The exercise:
Convert the records, from the line containing "point: the person" through the end of the records, into a two-column CSV with the headers text and points. Make one row per record: put its text in the first column and its answer in the second, with each field quoted and line breaks replaced by spaces.

Material for this exercise:
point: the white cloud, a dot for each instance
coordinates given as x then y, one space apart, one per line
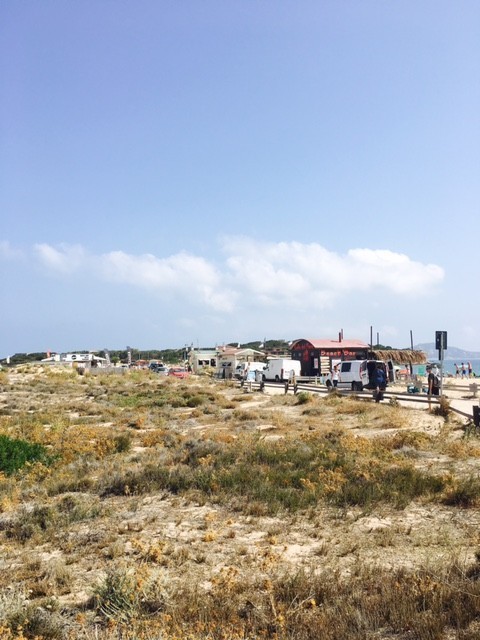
286 272
7 252
255 274
65 260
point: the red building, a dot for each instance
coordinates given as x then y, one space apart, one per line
316 355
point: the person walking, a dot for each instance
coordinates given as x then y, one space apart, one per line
380 382
335 376
433 381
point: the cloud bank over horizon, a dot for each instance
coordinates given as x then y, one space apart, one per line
266 274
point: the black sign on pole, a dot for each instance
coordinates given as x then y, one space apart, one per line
441 345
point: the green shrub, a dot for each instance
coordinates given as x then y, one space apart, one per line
304 397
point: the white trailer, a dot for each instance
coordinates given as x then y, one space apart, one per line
282 369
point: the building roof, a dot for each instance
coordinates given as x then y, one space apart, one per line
332 344
234 351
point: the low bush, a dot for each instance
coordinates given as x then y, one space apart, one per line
15 454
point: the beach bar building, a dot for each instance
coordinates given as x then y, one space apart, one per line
316 356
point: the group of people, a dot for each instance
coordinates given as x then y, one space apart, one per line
464 370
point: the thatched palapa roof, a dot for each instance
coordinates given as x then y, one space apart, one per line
401 356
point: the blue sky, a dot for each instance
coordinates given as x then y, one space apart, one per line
209 171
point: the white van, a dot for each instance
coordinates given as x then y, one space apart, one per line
281 369
360 374
246 367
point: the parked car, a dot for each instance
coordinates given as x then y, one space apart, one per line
162 370
242 369
178 372
360 374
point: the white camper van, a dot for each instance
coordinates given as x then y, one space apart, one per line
359 374
281 369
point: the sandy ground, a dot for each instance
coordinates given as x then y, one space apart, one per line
202 540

Solution to the exercise:
text,points
"point: the person walking, a dot for each instance coordinates given as x then y, one space apart, one per line","380 382 335 376 433 381"
"point: the cloud bank over horizon, a dot for each instance coordinates given as x then y, one space apart, one per line","266 274"
"point: the black sign on pole, a dot for each instance coordinates given as x then y, one space apart, one per line","441 345"
"point: the green shrub, a dot for each instance coordinates given as x then y, one space apart, one per line","304 397"
"point: the white trailer, a dot for each instance coordinates given as x then y, one space apart, one per line","282 369"
"point: the building roof, a dot for each instance coordinates given as x then y, one space apart, one per line","332 344 234 351"
"point: the low bush, a dot for each instance coordinates given as x then y, one space apart, one per line","15 454"
"point: the beach bar building, a dot for each instance coordinates given as x then y, one space apart, one per line","316 356"
"point: the group of people, a dot for each instance coordinates given as x then y, one space apart, one per line","464 370"
"point: the thatched palapa roof, a dot for each instance coordinates given as x then y, one space apart, one per line","401 356"
"point: the blue sky, a dot for each instance coordinates given as x then y, one space apart, one per line","209 171"
"point: the white van, a dot for each instance coordinates given as x then y, one space apart, one per line","281 369 360 374 246 367"
"point: the parked car, a dot for each instance coordinates given as x then y, one space apart, one per line","162 370 242 369 178 372 360 374"
"point: the white camper van, a dot for each instance coordinates given as x then y, one space apart, one per line","359 374 281 369"
"point: the sandy ground, a dot for each instance coordinates given as x then y, one space apart, one per line","202 540"